— START SUPPLIED DATA —

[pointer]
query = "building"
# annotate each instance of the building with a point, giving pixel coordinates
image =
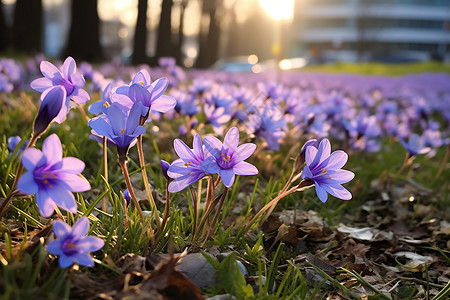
(372, 30)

— END SUPPLIED DATA —

— SET PROBLEM —
Set out the records as a Markdown table with the columns "Row" and "Text," numbering each nonblank line in order and leaving out blank lines and the pictures.

— RESULT OF THIS EXERCISE —
| Row | Text |
|---|---|
| 1 | [pointer] |
| 2 | query = "building" |
| 3 | # annotate each instance of the building with a point, giving pixel coordinates |
| 4 | image = |
| 5 | (372, 30) |